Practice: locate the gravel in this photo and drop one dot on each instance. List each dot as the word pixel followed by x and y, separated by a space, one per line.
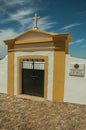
pixel 25 114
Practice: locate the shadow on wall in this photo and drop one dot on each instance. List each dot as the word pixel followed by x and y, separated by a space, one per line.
pixel 3 75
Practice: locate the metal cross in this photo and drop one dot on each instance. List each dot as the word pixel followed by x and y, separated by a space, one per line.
pixel 36 18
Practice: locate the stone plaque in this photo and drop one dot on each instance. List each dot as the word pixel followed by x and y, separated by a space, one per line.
pixel 77 69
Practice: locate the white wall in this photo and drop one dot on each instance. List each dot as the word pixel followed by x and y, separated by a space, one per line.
pixel 50 54
pixel 75 87
pixel 3 75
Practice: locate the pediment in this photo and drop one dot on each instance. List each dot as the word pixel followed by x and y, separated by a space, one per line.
pixel 33 34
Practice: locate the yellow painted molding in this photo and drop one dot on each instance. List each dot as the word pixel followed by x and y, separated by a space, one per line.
pixel 19 85
pixel 37 40
pixel 58 75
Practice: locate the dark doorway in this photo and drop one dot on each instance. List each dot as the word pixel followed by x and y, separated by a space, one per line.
pixel 33 81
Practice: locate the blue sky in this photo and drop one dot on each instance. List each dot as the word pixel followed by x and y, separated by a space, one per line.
pixel 57 16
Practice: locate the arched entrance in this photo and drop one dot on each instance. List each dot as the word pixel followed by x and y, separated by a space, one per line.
pixel 33 76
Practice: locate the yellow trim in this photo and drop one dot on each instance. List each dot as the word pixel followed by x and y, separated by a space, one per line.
pixel 37 48
pixel 58 75
pixel 45 73
pixel 10 89
pixel 36 40
pixel 51 37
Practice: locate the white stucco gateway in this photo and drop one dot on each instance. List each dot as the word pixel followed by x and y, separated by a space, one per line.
pixel 38 64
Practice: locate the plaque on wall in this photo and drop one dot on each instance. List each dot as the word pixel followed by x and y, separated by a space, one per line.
pixel 77 69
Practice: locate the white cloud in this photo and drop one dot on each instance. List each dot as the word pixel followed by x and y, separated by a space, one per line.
pixel 14 2
pixel 65 28
pixel 77 41
pixel 83 46
pixel 45 23
pixel 22 16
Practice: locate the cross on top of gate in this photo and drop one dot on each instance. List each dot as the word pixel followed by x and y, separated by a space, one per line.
pixel 36 18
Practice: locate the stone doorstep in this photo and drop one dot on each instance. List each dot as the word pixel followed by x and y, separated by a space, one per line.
pixel 34 98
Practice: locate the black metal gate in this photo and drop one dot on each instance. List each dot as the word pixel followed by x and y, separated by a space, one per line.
pixel 33 77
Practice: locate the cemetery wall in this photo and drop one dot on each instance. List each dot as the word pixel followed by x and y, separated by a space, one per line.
pixel 3 75
pixel 75 80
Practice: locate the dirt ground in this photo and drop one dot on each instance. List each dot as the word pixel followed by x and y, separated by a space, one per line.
pixel 26 114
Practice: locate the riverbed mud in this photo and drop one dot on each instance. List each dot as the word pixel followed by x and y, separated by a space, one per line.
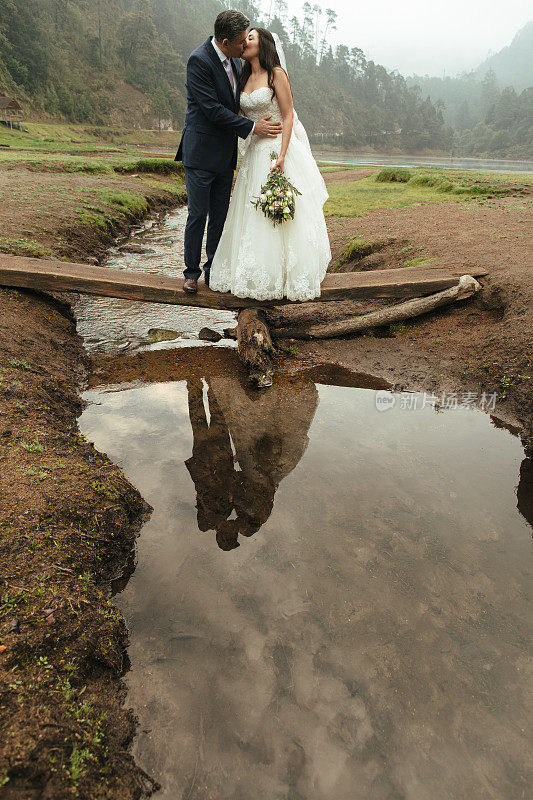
pixel 68 518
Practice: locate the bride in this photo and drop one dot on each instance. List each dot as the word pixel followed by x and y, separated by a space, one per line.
pixel 254 258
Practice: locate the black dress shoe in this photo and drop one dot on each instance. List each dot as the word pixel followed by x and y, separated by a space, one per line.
pixel 190 285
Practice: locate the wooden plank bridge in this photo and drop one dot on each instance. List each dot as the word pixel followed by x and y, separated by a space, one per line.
pixel 47 275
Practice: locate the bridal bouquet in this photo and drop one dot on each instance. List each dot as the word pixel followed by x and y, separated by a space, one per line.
pixel 276 200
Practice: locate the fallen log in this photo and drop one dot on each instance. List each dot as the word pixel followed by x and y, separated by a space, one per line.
pixel 254 346
pixel 466 287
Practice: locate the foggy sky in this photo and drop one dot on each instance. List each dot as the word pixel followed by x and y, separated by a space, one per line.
pixel 419 36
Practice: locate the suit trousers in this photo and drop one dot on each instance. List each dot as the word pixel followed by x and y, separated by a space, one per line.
pixel 208 194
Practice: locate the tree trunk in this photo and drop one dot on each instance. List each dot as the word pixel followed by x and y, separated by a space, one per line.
pixel 466 287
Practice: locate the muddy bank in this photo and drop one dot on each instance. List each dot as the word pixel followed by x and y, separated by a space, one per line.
pixel 68 517
pixel 68 521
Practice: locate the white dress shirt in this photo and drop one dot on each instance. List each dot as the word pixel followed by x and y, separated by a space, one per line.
pixel 223 58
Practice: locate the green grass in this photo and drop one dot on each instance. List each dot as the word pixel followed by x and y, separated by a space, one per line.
pixel 356 249
pixel 414 262
pixel 326 167
pixel 356 198
pixel 393 175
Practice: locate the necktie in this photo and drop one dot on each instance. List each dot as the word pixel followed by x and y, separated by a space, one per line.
pixel 229 70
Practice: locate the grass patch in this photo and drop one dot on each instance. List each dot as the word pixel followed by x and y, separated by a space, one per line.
pixel 356 198
pixel 156 166
pixel 393 175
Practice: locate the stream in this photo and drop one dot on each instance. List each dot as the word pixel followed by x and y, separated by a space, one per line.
pixel 330 597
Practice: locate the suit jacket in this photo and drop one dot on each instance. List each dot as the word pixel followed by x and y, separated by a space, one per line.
pixel 212 122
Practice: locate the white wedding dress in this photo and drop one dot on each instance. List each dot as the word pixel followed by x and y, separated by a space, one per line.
pixel 254 258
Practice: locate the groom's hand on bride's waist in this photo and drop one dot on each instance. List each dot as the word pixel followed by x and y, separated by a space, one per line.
pixel 267 127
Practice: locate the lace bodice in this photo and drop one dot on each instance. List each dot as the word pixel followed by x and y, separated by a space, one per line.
pixel 258 104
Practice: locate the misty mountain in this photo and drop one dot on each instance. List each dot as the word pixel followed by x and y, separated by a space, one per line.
pixel 123 62
pixel 513 65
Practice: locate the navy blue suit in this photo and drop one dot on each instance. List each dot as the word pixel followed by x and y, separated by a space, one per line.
pixel 208 150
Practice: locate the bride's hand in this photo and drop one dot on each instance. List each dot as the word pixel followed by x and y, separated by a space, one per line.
pixel 279 164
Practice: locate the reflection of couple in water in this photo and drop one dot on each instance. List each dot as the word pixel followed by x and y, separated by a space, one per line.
pixel 249 444
pixel 235 488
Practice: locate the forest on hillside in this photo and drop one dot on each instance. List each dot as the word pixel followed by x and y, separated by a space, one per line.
pixel 490 108
pixel 83 60
pixel 67 57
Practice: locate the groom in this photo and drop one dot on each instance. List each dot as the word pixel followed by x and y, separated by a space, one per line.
pixel 208 147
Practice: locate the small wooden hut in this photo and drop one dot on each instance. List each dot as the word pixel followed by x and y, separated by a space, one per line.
pixel 10 111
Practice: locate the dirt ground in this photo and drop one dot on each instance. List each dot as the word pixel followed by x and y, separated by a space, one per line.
pixel 485 345
pixel 55 225
pixel 68 518
pixel 68 521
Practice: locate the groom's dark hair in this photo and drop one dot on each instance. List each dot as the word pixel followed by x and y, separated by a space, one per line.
pixel 229 24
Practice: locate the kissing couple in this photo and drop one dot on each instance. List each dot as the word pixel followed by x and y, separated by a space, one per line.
pixel 239 100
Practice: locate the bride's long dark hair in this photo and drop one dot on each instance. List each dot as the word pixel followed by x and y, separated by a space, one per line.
pixel 268 59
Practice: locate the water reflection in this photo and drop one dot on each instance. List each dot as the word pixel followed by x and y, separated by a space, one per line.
pixel 269 434
pixel 370 640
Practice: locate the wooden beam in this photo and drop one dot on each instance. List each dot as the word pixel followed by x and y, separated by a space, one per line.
pixel 46 275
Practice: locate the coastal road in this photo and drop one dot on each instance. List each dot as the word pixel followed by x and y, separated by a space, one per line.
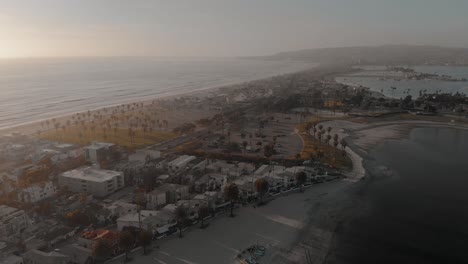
pixel 278 226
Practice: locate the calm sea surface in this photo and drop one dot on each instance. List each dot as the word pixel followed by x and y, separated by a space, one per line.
pixel 409 87
pixel 420 214
pixel 33 89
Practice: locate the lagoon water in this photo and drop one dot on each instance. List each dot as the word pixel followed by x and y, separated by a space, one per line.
pixel 413 86
pixel 418 215
pixel 33 89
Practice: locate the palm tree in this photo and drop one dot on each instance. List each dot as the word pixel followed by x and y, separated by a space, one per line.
pixel 301 178
pixel 231 192
pixel 145 238
pixel 101 250
pixel 262 186
pixel 140 200
pixel 181 216
pixel 343 143
pixel 203 212
pixel 126 242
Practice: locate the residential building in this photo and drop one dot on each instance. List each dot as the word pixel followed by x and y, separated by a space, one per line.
pixel 12 221
pixel 97 182
pixel 144 155
pixel 180 162
pixel 99 153
pixel 11 259
pixel 40 257
pixel 78 254
pixel 156 221
pixel 37 192
pixel 166 193
pixel 120 208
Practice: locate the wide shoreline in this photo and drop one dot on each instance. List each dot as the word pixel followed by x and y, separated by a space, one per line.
pixel 30 128
pixel 363 138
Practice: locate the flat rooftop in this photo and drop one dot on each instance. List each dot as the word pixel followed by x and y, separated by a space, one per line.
pixel 99 145
pixel 91 174
pixel 7 212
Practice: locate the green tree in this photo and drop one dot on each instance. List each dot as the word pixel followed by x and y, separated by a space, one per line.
pixel 231 192
pixel 262 186
pixel 145 238
pixel 300 179
pixel 126 242
pixel 203 212
pixel 181 216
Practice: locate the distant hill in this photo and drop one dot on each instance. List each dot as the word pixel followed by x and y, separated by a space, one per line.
pixel 381 55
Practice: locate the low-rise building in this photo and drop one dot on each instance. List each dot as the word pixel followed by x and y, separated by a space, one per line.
pixel 12 221
pixel 166 193
pixel 150 220
pixel 99 153
pixel 144 155
pixel 40 257
pixel 120 208
pixel 11 259
pixel 180 162
pixel 97 182
pixel 37 192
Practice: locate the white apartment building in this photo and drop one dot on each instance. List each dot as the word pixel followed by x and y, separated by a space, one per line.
pixel 97 182
pixel 12 221
pixel 37 192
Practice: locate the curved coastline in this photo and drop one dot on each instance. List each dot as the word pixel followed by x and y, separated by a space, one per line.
pixel 358 149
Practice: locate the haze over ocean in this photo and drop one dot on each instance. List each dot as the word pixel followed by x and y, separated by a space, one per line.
pixel 35 89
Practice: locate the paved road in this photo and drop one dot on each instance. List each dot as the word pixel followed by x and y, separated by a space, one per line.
pixel 277 226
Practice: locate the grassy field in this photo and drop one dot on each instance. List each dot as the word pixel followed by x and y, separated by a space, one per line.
pixel 326 153
pixel 119 136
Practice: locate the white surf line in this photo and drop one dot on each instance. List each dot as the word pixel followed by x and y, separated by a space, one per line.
pixel 226 246
pixel 186 261
pixel 274 240
pixel 180 259
pixel 160 261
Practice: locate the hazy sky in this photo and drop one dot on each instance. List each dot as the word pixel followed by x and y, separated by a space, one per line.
pixel 222 27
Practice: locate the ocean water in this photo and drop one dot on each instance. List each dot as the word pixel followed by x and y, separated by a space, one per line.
pixel 409 87
pixel 419 215
pixel 35 89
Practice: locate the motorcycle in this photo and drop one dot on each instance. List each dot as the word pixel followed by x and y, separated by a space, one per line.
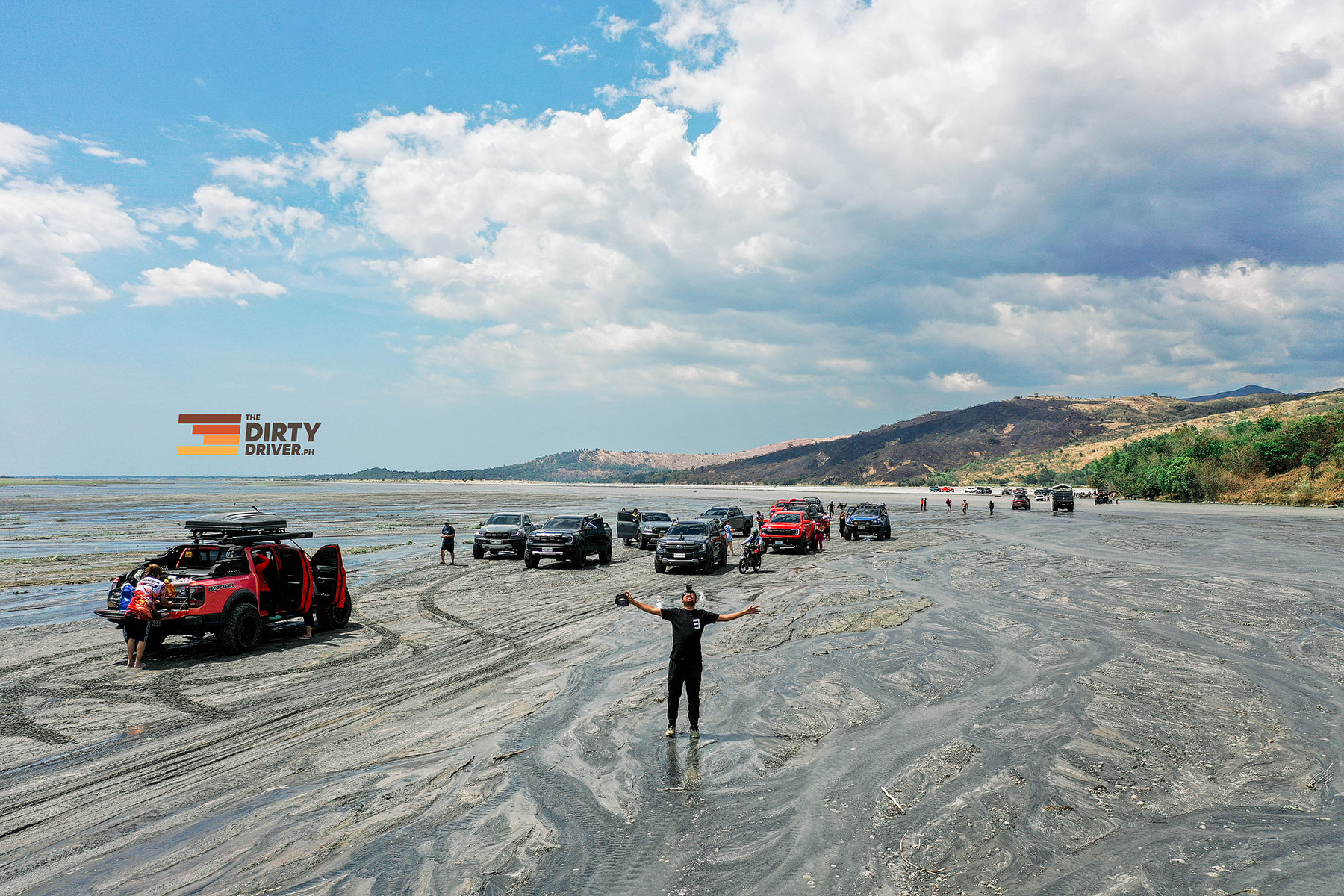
pixel 752 551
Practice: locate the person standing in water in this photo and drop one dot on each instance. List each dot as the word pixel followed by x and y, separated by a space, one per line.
pixel 685 664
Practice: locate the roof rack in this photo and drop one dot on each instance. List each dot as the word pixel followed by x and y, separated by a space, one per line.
pixel 248 527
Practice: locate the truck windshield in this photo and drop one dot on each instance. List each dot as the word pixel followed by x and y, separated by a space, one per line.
pixel 688 528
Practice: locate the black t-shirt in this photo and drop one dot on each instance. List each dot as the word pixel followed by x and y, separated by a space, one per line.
pixel 687 628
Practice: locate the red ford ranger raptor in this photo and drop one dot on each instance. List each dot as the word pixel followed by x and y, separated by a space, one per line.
pixel 789 529
pixel 235 575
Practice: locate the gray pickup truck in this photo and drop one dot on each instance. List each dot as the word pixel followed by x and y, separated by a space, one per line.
pixel 737 517
pixel 569 539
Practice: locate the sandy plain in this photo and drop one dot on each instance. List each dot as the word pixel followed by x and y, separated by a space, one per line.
pixel 1136 699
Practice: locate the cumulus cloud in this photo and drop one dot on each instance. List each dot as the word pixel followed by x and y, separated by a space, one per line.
pixel 19 148
pixel 43 225
pixel 613 26
pixel 571 49
pixel 929 187
pixel 198 280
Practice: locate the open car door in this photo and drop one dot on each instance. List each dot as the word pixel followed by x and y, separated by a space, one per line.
pixel 331 600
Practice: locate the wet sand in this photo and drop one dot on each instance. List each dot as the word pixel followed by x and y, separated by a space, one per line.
pixel 1137 699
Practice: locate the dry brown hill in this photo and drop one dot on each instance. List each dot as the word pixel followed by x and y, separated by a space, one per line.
pixel 941 441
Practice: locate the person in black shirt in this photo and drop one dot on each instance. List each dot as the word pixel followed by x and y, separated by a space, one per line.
pixel 685 664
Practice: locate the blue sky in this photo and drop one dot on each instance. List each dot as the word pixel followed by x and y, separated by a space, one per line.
pixel 468 234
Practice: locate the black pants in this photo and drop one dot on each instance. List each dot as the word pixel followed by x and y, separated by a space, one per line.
pixel 688 673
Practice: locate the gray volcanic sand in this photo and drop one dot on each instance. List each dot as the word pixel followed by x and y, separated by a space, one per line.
pixel 1137 699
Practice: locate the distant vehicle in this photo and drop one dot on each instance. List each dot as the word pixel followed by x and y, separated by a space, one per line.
pixel 235 576
pixel 569 539
pixel 737 517
pixel 653 526
pixel 789 529
pixel 504 531
pixel 868 520
pixel 692 543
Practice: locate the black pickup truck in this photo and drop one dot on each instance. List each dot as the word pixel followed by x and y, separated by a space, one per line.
pixel 698 543
pixel 569 539
pixel 504 531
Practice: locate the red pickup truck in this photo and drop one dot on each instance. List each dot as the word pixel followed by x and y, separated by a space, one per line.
pixel 235 576
pixel 789 529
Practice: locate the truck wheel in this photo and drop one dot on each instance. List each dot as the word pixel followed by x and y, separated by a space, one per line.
pixel 242 629
pixel 332 617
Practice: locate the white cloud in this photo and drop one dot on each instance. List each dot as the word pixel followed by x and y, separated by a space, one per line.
pixel 42 225
pixel 924 188
pixel 19 148
pixel 613 26
pixel 198 280
pixel 571 49
pixel 269 173
pixel 957 382
pixel 228 214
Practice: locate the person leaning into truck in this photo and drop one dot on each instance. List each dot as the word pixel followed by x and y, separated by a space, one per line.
pixel 685 664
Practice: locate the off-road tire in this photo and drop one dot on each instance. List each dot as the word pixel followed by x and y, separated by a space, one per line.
pixel 331 617
pixel 241 630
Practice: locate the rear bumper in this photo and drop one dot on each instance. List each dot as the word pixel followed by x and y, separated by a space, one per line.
pixel 181 625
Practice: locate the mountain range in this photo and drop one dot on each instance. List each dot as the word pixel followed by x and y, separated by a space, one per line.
pixel 907 452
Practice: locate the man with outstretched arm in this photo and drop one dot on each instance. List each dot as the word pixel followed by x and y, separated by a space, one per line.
pixel 685 664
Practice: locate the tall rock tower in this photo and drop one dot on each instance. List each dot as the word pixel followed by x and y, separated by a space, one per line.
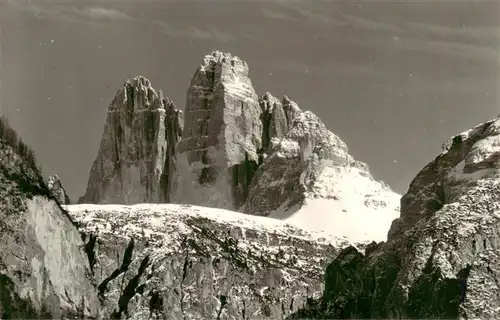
pixel 218 153
pixel 135 159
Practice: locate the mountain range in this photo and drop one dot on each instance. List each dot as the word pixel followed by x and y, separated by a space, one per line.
pixel 245 207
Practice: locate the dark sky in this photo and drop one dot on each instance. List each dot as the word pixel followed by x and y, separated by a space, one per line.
pixel 393 79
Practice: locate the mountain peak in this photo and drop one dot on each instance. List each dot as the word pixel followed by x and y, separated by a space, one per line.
pixel 140 134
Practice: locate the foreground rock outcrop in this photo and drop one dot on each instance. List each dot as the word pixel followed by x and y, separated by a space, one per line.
pixel 310 179
pixel 135 161
pixel 185 262
pixel 441 259
pixel 218 153
pixel 56 188
pixel 44 271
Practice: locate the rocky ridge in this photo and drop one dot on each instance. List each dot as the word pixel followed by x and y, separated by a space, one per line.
pixel 44 271
pixel 236 152
pixel 441 257
pixel 218 152
pixel 168 261
pixel 56 188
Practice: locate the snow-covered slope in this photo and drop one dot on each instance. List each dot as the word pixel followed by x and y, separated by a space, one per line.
pixel 346 203
pixel 173 261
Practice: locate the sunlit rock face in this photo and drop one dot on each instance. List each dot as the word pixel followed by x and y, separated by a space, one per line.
pixel 218 153
pixel 441 259
pixel 135 161
pixel 170 261
pixel 55 186
pixel 44 271
pixel 310 179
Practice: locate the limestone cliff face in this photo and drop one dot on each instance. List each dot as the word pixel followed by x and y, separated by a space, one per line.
pixel 277 118
pixel 441 259
pixel 44 271
pixel 135 161
pixel 55 186
pixel 173 261
pixel 218 153
pixel 309 170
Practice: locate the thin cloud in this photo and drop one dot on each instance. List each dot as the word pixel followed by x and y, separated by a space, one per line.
pixel 192 32
pixel 62 11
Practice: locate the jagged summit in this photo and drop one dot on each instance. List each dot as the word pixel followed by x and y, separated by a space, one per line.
pixel 441 259
pixel 311 180
pixel 219 149
pixel 234 150
pixel 55 186
pixel 135 159
pixel 135 95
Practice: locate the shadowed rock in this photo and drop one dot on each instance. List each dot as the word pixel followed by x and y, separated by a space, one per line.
pixel 441 259
pixel 276 118
pixel 55 186
pixel 218 153
pixel 44 272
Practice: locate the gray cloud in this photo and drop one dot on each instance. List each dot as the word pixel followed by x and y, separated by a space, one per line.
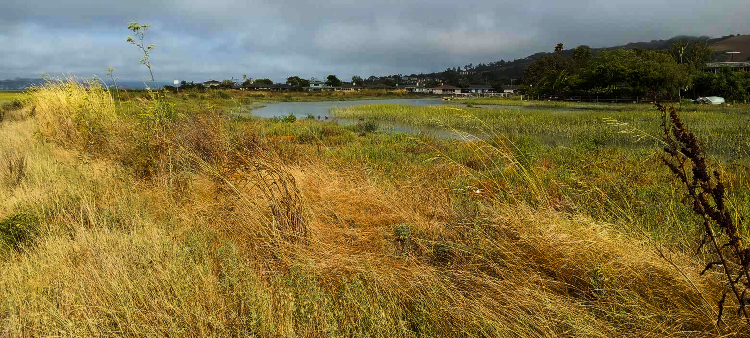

======

→ Testo della consegna: Nel tratto che va dalla riga contenente "Practice: locate the sandy" fino a quella contenente "pixel 1136 699", estremi inclusi, sostituisci "sandy plain" con "sand dune". Riporta queste righe senza altre modifiche.

→ Risultato:
Practice: locate the sand dune in this photo and drop one dot on each instance. List each dot as the word pixel followed by x and y, separated by a space, one per line.
pixel 1136 699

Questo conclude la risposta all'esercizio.